▶ _Objective_
Please print every line below without any change, but leave the pictures out.
──────── Extracted entries ────────
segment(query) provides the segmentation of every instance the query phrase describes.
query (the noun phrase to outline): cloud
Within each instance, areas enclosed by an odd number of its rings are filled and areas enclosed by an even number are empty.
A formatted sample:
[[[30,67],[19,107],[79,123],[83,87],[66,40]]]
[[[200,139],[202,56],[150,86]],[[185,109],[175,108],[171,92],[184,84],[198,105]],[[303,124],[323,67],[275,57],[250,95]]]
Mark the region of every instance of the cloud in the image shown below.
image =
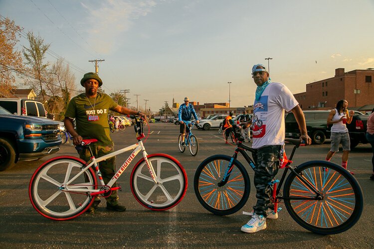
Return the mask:
[[[157,3],[153,0],[122,1],[103,0],[81,2],[87,12],[88,40],[99,53],[110,53],[124,32],[135,20],[151,12]]]
[[[364,59],[364,61],[359,62],[359,64],[362,66],[365,66],[368,64],[374,65],[374,58],[368,58],[367,59]]]
[[[341,56],[342,55],[340,54],[334,54],[333,55],[331,55],[331,58],[334,59],[337,56]]]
────────
▶ _Response to the exercise_
segment(query) provides the segmentation of every instance the query phrase describes.
query (the noun phrase to outline): cloud
Within each instance, areas enclosed by an odd number of its rings are filled and areas enclosed by an even number are empty.
A formatted sample:
[[[30,67],[19,107],[79,123],[83,87],[66,40]]]
[[[200,139],[202,56],[150,86]],[[185,109],[175,108],[171,92],[184,84],[198,105]],[[303,124],[323,67],[275,57],[250,95]]]
Mark the region of every instance of the cloud in the image shown below.
image =
Return the mask:
[[[157,3],[153,0],[122,1],[103,0],[81,2],[87,12],[88,40],[99,53],[110,53],[124,32],[135,20],[151,12]]]
[[[364,59],[364,61],[359,62],[359,64],[362,66],[365,66],[368,64],[374,65],[374,58],[368,58],[367,59]]]
[[[341,56],[342,55],[340,54],[334,54],[333,55],[331,55],[331,58],[334,59],[337,56]]]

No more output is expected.